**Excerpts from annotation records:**
▬▬▬▬▬▬

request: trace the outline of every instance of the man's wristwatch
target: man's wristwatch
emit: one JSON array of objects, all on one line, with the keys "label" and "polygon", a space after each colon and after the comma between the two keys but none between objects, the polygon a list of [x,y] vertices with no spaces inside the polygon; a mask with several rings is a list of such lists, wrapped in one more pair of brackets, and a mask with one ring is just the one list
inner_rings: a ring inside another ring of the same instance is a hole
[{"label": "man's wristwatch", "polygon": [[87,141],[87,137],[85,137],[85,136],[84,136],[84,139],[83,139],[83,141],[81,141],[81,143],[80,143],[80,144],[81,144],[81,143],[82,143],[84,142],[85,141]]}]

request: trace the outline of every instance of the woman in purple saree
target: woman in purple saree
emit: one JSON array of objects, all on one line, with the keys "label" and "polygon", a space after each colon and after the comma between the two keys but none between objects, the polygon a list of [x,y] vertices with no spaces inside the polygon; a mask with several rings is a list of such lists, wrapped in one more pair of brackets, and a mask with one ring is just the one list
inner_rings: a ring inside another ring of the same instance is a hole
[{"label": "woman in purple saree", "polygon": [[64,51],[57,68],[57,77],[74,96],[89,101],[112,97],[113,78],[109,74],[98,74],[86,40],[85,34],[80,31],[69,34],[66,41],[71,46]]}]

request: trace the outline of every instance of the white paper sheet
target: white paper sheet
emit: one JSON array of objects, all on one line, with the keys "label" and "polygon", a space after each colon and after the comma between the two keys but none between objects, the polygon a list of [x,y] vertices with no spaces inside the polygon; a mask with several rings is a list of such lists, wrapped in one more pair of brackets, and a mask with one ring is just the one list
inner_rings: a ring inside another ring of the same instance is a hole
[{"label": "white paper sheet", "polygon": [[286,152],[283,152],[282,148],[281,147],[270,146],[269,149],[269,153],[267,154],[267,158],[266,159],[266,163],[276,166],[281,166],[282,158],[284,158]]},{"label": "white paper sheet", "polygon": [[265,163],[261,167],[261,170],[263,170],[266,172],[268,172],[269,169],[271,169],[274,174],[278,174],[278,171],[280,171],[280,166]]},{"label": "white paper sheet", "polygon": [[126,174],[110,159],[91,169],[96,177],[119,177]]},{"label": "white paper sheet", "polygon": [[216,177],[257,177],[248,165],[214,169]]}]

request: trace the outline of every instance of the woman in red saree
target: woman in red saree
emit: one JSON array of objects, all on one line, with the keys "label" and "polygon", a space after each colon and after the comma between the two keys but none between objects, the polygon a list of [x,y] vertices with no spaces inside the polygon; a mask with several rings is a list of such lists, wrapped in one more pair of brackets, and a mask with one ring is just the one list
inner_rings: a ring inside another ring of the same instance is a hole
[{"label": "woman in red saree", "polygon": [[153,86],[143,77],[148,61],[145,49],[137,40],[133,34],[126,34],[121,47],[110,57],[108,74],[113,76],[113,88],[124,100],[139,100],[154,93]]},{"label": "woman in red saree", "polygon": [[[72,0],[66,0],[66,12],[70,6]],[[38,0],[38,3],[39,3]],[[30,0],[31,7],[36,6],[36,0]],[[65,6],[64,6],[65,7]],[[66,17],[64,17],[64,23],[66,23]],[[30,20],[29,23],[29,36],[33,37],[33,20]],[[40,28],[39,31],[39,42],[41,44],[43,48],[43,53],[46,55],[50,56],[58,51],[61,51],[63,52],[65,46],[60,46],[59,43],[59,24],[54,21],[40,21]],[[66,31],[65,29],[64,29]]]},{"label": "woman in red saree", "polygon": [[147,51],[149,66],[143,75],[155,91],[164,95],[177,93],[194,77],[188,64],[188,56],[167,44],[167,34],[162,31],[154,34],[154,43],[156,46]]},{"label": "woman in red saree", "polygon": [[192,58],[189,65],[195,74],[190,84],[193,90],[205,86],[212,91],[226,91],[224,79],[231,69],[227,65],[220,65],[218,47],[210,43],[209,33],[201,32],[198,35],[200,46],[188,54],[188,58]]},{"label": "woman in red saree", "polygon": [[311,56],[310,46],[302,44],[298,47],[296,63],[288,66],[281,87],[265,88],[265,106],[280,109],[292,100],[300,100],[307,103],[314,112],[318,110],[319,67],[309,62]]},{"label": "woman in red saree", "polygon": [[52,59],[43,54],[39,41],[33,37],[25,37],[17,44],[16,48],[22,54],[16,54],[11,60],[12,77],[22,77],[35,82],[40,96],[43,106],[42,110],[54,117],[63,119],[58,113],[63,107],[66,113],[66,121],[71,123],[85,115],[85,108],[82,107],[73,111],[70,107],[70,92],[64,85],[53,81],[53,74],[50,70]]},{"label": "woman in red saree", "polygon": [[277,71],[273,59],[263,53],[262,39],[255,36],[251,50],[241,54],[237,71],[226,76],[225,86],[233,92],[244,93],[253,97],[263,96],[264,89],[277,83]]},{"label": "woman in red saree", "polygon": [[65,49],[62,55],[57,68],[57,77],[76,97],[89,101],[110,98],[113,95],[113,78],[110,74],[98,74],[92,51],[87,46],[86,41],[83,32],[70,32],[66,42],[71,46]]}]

▬▬▬▬▬▬

**WRITTEN REQUEST:**
Duplicate every line of the listing above, from start to finish, without changing anything.

**EXERCISE RESULT:**
request: trace the outline of every instance of the man's wristwatch
target: man's wristwatch
emit: one JSON array of objects, all on one line, with the keys "label" and "polygon", a space after each colon and after the comma between the two keys but none between objects, the polygon a list of [x,y] vertices with no spaces inside the polygon; a mask with several rings is a list of such lists, wrapped in one more pair of brackets, and a mask with one ring is just the one list
inner_rings: a ring inside another ring of the same instance is a hole
[{"label": "man's wristwatch", "polygon": [[87,141],[87,137],[85,137],[85,136],[84,136],[84,139],[83,139],[83,141],[81,141],[81,143],[80,143],[80,144],[81,144],[81,143],[82,143],[84,142],[85,141]]}]

request: trace the outline of every instance of the woman in purple saree
target: woman in purple saree
emit: one JSON array of objects, all on one line, with the keys "label" and "polygon", a space after each colon and after the comma between the two keys but none between objects, the polygon a list of [x,y] vertices with no spaces inside the polygon; a mask with several rings is a list of such lists, wrapped in one more pair of brackets, and a mask with one ring is just the one list
inner_rings: a ring inside another ring of the same instance is a hole
[{"label": "woman in purple saree", "polygon": [[64,51],[57,68],[57,77],[74,96],[89,101],[112,97],[113,78],[109,74],[98,74],[86,40],[85,34],[80,31],[69,34],[66,41],[71,46]]}]

request: trace the outline of every instance of the white paper sheet
target: white paper sheet
emit: one JSON array of objects, all on one line, with the keys "label" and "polygon", a space after each colon and after the comma between the two keys but none between objects, the polygon a list of [x,y] vertices with no spaces inside the polygon; a mask with several rings is a list of such lists, wrapped in one more pair of brackets, and a mask with one ring is just the one list
inner_rings: a ring inside another ring of the same instance is a hole
[{"label": "white paper sheet", "polygon": [[286,152],[283,152],[282,148],[281,147],[270,146],[269,149],[269,153],[267,154],[267,158],[266,159],[266,163],[276,166],[281,166],[282,158],[284,158]]},{"label": "white paper sheet", "polygon": [[265,163],[261,167],[261,170],[263,170],[266,172],[268,172],[269,169],[271,169],[274,174],[278,174],[278,171],[280,171],[280,166]]},{"label": "white paper sheet", "polygon": [[126,174],[110,159],[91,169],[96,177],[119,177]]},{"label": "white paper sheet", "polygon": [[216,177],[257,177],[248,165],[214,169]]}]

request: trace the outline of every instance of the woman in red saree
target: woman in red saree
emit: one JSON array of objects, all on one line, with the keys "label" and "polygon", a space after each colon and after the comma between the two keys but none between objects, the polygon a list of [x,y] vertices with no spaces inside the polygon; a mask with several rings is a list of such lists, wrapped in one more pair of brackets, and a mask with one ring is just the one list
inner_rings: a ring inside another ring of the same instance is a hole
[{"label": "woman in red saree", "polygon": [[153,86],[143,77],[148,61],[145,49],[137,40],[133,34],[126,34],[121,47],[110,57],[108,74],[113,76],[113,88],[124,100],[139,100],[154,93]]},{"label": "woman in red saree", "polygon": [[[72,0],[66,0],[66,12],[70,6]],[[38,0],[38,3],[39,3]],[[30,0],[31,7],[36,6],[36,0]],[[65,6],[64,6],[65,7]],[[66,17],[64,17],[64,23],[66,23]],[[30,20],[29,23],[29,36],[33,37],[33,20]],[[40,28],[39,31],[39,42],[41,44],[43,48],[43,53],[46,55],[50,56],[58,51],[61,51],[63,52],[65,46],[60,46],[59,43],[59,24],[54,21],[40,21]],[[66,31],[65,29],[64,29]]]},{"label": "woman in red saree", "polygon": [[147,51],[149,66],[143,75],[155,91],[164,95],[177,93],[194,77],[188,64],[188,56],[167,44],[167,34],[162,31],[154,34],[154,43],[156,46]]},{"label": "woman in red saree", "polygon": [[192,58],[189,65],[195,74],[190,84],[193,90],[205,86],[212,91],[226,91],[224,79],[231,69],[227,65],[220,65],[218,47],[210,43],[209,33],[201,32],[198,35],[200,46],[188,54],[188,58]]},{"label": "woman in red saree", "polygon": [[311,56],[310,46],[302,44],[298,47],[296,63],[288,66],[281,87],[265,88],[265,106],[280,109],[292,100],[300,100],[307,103],[314,112],[318,110],[319,67],[309,62]]},{"label": "woman in red saree", "polygon": [[52,59],[43,54],[39,41],[33,37],[25,37],[17,44],[16,48],[22,54],[16,54],[11,60],[12,77],[22,77],[35,82],[40,96],[43,106],[42,110],[54,117],[63,119],[58,113],[63,107],[66,113],[66,121],[71,123],[85,115],[85,108],[82,107],[73,111],[70,107],[70,92],[64,85],[53,81],[53,74],[50,70]]},{"label": "woman in red saree", "polygon": [[277,71],[273,59],[263,53],[262,39],[255,36],[251,50],[241,54],[237,71],[226,76],[225,86],[233,92],[244,93],[253,97],[263,96],[264,89],[277,83]]},{"label": "woman in red saree", "polygon": [[65,49],[62,55],[57,68],[57,77],[76,97],[89,101],[110,98],[113,95],[113,78],[110,74],[98,74],[92,51],[87,46],[86,41],[83,32],[70,32],[66,42],[71,46]]}]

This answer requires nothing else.